Gezeigter Textauszug:
###

Annett, du hast geschrieben "Nach 4 Jahren in grün". Unser Teich ist seid diesem Jahr auch plötzlich grün geworden, also ich meine das Wasser.

Er ist auch bischen trüber dadurch geworden. 
Die aktuellen Wasserwerte sind okay (PH 7,4  KH 6  GH 6  No3 0  No2 0) und den Fischen gehts auch prima. 
Also denk ich mal ist nitt so schlimm das das Wasser nun grün ist, richtig ?


----------



## Annett (7. Aug. 2007)

*AW: Wasser wird braun*

Hallo Rüdiger,

wenn das Wasser grün wird und dann auch bleibt, kommen irgendwie mehr Nährstoffe ins Wasser hinein, als Du durch Filterung und zurückschneiden von Pflanzen heraus holst.
Die gelösten Nährstoffe, von denen sich die Algen ernähren und vermehren können vers. Ursachen haben.
Beispielsweise:
-eine nicht mehr korrekt sitzende Kapillarsperre, sodass Erde in den Teich gespült werden kann (bei mir haben die Ameisen sie direkt über die senkrechte Folie getragen )
-eine zu dicke Mulmschicht, die von gründelnden Fischen aufgewirbelt wird und damit wieder die Nährstoffe frei gibt
-eine zu starke Pflanzenausdünnung in älteren Teichen
-Überbesatz und damit zu starke Fütterung (je größer die Fische mit der Zeit werden, desto mehr Futter wird reingeworfen - irgendwann schaffen das Pflanzen+Filterung einfach nicht mehr)
-irgendwas hab ich bestimmt vergessen 

Bei mir waren lange Zeit zu wenig Pflanzen im Teich. Zusätzlich wuchsen sie mehr schlecht als recht und die Vermehrung hielt sich auch in Grenzen. 
Nur die Goldis waren wie die Karnickel und wurden im ersten Jahr auch noch gut gefüttert. :crazy: 
Jetzt ist die Fütterung seit 2-3Jahren bei Null, die Pflanzen wurden immer mehr und auch ihr Wachstum. Ich entferne alle paar Wochen verwelkte Pflanzenteile (vor allem von meinem Seerosenmonster) aus dem Teich und habe seit dem Frühsommer auch einiges an Unterwasserpflanzen, welche sich endlich etablieren. In den letzten 2 Jahren habe ich zwischen 200 und 300 Junggoldis abgefischt und anderweitig untergebracht.

Alles in allem - das System stabilisiert sich allmählich!  
Natürlich ging es den Fischen im grünen Wasser nicht schlechter - nur konnte man sie nie sehen und hatte absolut keinen Überblick mehr über den Bestand.

###

Bereitgestellte Daten:
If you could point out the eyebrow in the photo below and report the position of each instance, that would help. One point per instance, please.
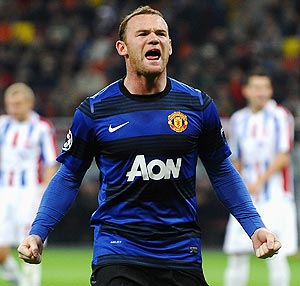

###

Gestellte Aufgaben:
**1)** Erkläre in ein bis drei Sätzen, warum der Textauszug Überbesatz als mögliche Ursache für grünes Wasser nennt.
**2)** Zitiere aus dem Textauszug die Stelle, die mit "## Annett (7." anfängt und bis einschließlich "einfach nicht mehr)" geht.

Lösungen nacheinander:
**1)** Überbesatz führt zu zu starker Fütterung: Je größer die Fische mit der Zeit werden, desto mehr Futter wird hineingeworfen, bis Pflanzen und Filterung das irgendwann nicht mehr schaffen. So kommen mehr Nährstoffe ins Wasser, als durch Filterung und Zurückschneiden von Pflanzen herausgeholt werden, und davon ernähren sich die Algen.

**2)**
## Annett (7. Aug. 2007)

*AW: Wasser wird braun*

Hallo Rüdiger,

wenn das Wasser grün wird und dann auch bleibt, kommen irgendwie mehr Nährstoffe ins Wasser hinein, als Du durch Filterung und zurückschneiden von Pflanzen heraus holst.
Die gelösten Nährstoffe, von denen sich die Algen ernähren und vermehren können vers. Ursachen haben.
Beispielsweise:
-eine nicht mehr korrekt sitzende Kapillarsperre, sodass Erde in den Teich gespült werden kann (bei mir haben die Ameisen sie direkt über die senkrechte Folie getragen )
-eine zu dicke Mulmschicht, die von gründelnden Fischen aufgewirbelt wird und damit wieder die Nährstoffe frei gibt
-eine zu starke Pflanzenausdünnung in älteren Teichen
-Überbesatz und damit zu starke Fütterung (je größer die Fische mit der Zeit werden, desto mehr Futter wird reingeworfen - irgendwann schaffen das Pflanzen+Filterung einfach nicht mehr)